- Exercise description -
Extract the records from the line with "camera lens => bbox" to the line with "[0,0,300,48]", both lines included, and reproduce them verbatim.

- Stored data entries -
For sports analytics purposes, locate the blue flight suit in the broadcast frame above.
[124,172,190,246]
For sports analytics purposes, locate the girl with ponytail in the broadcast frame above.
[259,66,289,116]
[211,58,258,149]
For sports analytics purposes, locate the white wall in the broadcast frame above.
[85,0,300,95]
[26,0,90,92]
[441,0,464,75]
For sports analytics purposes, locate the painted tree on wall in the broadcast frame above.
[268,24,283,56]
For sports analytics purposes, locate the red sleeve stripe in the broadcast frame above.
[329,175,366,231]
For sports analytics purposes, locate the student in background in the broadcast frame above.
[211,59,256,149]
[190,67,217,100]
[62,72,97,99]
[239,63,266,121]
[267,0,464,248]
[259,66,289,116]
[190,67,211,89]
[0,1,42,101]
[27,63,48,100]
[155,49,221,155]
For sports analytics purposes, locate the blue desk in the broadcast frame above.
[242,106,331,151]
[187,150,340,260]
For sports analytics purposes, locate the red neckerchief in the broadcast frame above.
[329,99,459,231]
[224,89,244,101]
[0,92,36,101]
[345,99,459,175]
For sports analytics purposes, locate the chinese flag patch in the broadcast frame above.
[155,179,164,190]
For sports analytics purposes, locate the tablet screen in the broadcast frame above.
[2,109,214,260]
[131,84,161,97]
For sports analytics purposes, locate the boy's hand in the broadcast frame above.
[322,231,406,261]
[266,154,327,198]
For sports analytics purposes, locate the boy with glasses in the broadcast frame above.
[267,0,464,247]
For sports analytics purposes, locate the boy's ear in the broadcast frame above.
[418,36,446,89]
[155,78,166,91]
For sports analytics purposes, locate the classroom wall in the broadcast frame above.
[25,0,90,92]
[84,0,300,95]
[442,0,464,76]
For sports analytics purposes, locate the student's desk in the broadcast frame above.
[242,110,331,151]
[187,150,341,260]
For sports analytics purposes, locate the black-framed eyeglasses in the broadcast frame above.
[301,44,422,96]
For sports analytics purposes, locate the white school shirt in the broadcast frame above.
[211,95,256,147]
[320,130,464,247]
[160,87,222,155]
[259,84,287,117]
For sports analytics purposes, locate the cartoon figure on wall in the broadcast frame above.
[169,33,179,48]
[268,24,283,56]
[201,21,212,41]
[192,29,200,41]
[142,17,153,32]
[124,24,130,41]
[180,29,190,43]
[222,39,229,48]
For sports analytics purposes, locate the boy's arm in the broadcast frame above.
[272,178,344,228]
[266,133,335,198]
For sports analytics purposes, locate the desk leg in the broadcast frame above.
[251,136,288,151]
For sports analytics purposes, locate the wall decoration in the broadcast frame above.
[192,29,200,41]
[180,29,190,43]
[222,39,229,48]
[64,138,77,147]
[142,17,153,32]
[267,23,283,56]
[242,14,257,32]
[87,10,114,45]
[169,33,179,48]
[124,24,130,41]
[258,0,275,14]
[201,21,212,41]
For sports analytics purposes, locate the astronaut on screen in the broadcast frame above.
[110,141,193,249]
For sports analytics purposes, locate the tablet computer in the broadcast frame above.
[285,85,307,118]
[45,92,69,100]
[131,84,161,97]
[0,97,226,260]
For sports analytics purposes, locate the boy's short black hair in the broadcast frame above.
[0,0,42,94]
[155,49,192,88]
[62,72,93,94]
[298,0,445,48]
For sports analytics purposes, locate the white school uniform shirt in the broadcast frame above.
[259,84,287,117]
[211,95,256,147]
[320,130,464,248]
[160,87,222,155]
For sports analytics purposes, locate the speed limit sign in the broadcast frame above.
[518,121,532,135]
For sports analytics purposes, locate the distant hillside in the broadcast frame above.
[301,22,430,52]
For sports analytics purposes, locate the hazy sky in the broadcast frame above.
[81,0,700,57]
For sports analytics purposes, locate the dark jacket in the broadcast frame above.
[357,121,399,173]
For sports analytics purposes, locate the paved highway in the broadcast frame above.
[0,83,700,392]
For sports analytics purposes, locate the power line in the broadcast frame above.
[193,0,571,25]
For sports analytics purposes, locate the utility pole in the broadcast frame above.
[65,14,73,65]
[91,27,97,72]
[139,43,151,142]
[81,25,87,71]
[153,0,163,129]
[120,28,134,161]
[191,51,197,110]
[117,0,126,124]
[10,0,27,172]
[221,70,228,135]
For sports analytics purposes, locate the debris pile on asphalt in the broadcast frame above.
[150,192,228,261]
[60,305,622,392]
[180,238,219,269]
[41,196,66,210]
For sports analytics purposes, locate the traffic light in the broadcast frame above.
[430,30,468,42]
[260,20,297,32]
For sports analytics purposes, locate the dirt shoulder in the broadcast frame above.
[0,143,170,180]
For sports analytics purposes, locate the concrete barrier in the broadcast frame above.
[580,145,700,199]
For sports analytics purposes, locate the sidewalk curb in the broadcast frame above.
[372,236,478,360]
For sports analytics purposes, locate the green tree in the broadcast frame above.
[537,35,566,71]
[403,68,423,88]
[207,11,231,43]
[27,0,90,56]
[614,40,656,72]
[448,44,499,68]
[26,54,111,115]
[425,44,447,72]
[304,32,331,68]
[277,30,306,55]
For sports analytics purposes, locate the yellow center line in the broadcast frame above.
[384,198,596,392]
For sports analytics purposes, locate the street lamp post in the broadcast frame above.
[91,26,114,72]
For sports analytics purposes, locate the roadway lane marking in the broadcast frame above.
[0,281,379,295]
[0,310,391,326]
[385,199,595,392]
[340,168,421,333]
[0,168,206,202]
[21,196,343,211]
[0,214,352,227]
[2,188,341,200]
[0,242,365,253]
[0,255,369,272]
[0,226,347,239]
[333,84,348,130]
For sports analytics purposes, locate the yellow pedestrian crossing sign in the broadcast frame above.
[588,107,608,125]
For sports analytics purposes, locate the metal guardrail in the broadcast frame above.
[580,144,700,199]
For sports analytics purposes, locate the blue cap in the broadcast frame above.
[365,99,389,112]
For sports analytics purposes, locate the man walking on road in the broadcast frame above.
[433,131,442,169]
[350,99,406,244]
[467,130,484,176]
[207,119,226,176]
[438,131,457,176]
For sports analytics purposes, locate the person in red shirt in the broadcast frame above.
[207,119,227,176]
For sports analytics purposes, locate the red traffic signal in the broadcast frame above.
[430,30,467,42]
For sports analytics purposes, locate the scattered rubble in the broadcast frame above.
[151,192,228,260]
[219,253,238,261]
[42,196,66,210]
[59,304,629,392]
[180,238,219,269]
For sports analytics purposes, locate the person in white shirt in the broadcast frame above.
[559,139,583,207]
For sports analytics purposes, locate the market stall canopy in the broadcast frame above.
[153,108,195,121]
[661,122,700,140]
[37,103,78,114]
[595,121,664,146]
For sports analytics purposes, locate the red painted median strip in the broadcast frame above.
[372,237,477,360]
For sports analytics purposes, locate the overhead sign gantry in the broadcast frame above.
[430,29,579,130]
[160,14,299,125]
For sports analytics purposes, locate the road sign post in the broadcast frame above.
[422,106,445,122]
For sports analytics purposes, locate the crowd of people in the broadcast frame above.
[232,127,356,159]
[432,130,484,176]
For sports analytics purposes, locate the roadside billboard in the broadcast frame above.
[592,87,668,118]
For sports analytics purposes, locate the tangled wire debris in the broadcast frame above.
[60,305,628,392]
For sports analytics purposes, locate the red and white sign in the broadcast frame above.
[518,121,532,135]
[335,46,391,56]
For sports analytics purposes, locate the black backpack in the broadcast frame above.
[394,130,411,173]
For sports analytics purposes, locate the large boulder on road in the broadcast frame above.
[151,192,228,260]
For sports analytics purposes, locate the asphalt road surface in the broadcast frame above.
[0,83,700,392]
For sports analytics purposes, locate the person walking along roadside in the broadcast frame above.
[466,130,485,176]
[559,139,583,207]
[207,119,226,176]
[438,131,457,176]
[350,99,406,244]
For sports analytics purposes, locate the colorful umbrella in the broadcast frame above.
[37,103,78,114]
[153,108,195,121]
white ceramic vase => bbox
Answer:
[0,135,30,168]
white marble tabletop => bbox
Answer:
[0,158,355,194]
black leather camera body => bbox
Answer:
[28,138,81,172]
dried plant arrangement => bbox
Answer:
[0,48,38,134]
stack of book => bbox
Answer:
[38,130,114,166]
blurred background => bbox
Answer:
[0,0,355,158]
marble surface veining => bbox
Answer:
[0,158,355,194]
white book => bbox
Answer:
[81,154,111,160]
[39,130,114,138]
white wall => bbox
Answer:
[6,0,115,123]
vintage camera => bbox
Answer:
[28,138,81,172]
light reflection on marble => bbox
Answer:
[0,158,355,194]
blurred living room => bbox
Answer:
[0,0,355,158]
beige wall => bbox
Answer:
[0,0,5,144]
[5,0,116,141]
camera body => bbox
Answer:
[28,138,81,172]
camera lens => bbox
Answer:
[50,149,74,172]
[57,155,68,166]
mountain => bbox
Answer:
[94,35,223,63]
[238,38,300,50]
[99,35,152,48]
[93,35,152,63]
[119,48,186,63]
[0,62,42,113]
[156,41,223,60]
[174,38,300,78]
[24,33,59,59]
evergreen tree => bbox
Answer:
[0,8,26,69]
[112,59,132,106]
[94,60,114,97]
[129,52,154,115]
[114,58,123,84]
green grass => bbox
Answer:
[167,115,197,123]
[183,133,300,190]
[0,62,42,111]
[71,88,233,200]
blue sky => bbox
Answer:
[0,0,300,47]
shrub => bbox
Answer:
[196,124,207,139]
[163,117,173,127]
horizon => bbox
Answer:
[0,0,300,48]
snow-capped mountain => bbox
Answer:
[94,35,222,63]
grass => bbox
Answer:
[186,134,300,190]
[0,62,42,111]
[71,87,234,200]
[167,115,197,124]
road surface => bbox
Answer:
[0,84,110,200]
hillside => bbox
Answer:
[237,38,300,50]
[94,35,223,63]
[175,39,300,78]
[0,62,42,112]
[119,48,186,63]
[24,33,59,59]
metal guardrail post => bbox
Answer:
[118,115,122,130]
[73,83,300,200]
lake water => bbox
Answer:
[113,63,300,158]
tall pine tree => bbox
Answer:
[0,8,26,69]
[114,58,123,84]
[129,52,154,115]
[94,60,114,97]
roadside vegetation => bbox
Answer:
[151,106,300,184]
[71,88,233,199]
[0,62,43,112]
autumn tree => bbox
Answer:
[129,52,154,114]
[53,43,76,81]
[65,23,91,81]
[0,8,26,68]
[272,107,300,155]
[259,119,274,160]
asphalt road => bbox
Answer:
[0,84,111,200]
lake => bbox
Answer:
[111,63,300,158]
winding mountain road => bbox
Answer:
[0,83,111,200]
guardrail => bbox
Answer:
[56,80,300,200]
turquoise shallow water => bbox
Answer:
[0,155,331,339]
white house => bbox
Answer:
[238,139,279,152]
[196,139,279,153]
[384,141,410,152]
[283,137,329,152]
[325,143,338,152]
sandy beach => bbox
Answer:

- Worked answer -
camera lens => bbox
Answer:
[50,149,74,172]
[57,155,68,166]
mountain => bbox
Answer:
[94,35,223,63]
[238,38,300,50]
[99,35,152,48]
[93,35,152,63]
[119,48,186,63]
[0,62,42,113]
[156,41,223,60]
[174,38,300,78]
[24,33,59,59]
evergreen tree => bbox
Answer:
[0,8,26,69]
[112,59,132,106]
[94,60,114,97]
[129,52,154,115]
[114,58,123,84]
green grass => bbox
Answer:
[167,115,197,123]
[183,133,300,190]
[0,62,42,111]
[71,88,233,200]
blue sky => bbox
Answer:
[0,0,300,47]
shrub => bbox
Answer:
[196,124,207,139]
[163,117,173,127]
horizon => bbox
Answer:
[0,0,300,48]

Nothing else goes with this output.